▸ Location labeling records:
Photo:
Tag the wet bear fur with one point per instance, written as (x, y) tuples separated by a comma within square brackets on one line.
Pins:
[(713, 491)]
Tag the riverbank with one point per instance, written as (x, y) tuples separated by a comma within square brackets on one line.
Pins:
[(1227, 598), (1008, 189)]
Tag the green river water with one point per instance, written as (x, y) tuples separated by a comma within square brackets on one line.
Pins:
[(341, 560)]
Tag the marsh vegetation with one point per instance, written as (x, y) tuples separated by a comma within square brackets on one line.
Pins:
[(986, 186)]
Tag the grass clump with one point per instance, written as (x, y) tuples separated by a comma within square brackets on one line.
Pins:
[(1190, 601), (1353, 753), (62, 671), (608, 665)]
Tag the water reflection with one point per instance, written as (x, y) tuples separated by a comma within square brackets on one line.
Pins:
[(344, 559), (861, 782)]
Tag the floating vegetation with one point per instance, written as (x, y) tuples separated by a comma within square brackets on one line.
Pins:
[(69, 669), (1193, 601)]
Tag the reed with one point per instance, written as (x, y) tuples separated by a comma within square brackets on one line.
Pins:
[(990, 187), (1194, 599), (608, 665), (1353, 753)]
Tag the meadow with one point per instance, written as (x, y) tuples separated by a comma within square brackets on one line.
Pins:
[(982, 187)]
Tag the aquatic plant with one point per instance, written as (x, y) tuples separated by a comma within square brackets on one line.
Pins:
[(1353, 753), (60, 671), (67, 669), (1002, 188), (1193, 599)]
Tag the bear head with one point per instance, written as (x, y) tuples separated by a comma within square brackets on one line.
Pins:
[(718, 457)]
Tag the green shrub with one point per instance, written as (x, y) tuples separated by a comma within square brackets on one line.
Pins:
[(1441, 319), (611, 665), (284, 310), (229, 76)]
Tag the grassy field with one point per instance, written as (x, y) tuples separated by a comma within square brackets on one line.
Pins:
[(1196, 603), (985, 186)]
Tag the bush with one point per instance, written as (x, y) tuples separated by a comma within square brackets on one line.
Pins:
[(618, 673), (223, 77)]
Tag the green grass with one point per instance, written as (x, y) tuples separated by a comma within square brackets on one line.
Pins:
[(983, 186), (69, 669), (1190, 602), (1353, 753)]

▸ Stated problem:
Swap every "Tag" in the data above for "Mark" and write out all the lines again, leaving everything else unchanged.

▸ Response:
Photo:
Mark the wet bear fur with one point per instance, written as (x, y) tuples separated by a comma within square brackets on one line.
Pins:
[(713, 491)]
Mark the riverbank with one point per instance, written as (x, y) tuples separated by a comma within square brackets on one line.
Pins:
[(1227, 598), (1008, 189)]
Mark the green river water with one point per instance, written as (x, y) tuples separated by a comma within square brackets on one line.
Pins:
[(341, 560)]
Mark the marsh vegetation with one point per instance, written as (x, y) tuples separated by a comma within square brackets on one line.
Pins:
[(986, 186)]
Mark the grass clump with one point per instance, written as (x, y) tuples separated by a comma within square brackets on one line.
Pins:
[(1190, 601), (1353, 753), (62, 671), (608, 665)]
Mark the water reflection with one point per instance, written as (x, y) tuples separated by a comma within square brackets on one line.
Pins:
[(344, 559), (861, 782)]
Mark the floating vegetation with one point per instance, written as (x, y) tuples separated by a comma within square brackets on one line.
Pins:
[(69, 669), (1193, 601)]
Mark the reed with one point per instance, written as (x, y) tuples separated by a comma within square brackets on one line.
Pins:
[(990, 187), (1194, 599), (608, 665), (1353, 753)]
Mark the meadow with one point per instance, written as (x, y) tuples separated by a comma within square brackets on one line.
Pins:
[(982, 187)]
Mark the aquatic plant with one point per instance, written as (x, y) tuples separated by a comma within square brackets on one line.
Pins:
[(1353, 753), (60, 671), (67, 669), (1002, 188), (1193, 599)]
Mark the bear head with one point per instance, written as (x, y) tuples separated by a comma within square brackets on one line.
Pins:
[(718, 457)]
Mark the green shrub with one point per instance, written as (x, y) tuples separated by a comma within square brackets on one line.
Pins:
[(1441, 319), (611, 665), (284, 310), (229, 76)]
Mark the grassy field with one point per instance, written as (x, y) tuples separated by a comma within square brackets on one line.
Pins:
[(1196, 603), (985, 186)]
Mark the bush with one point per instance, written as (x, y) tuples separated by a comma within square brackets on one line.
Pins:
[(618, 673), (223, 77)]
Mark the green grass with one point per instance, written as (x, y) tuples separated by a comma within square brackets on one line.
Pins:
[(983, 186), (69, 669), (1190, 602), (1353, 753)]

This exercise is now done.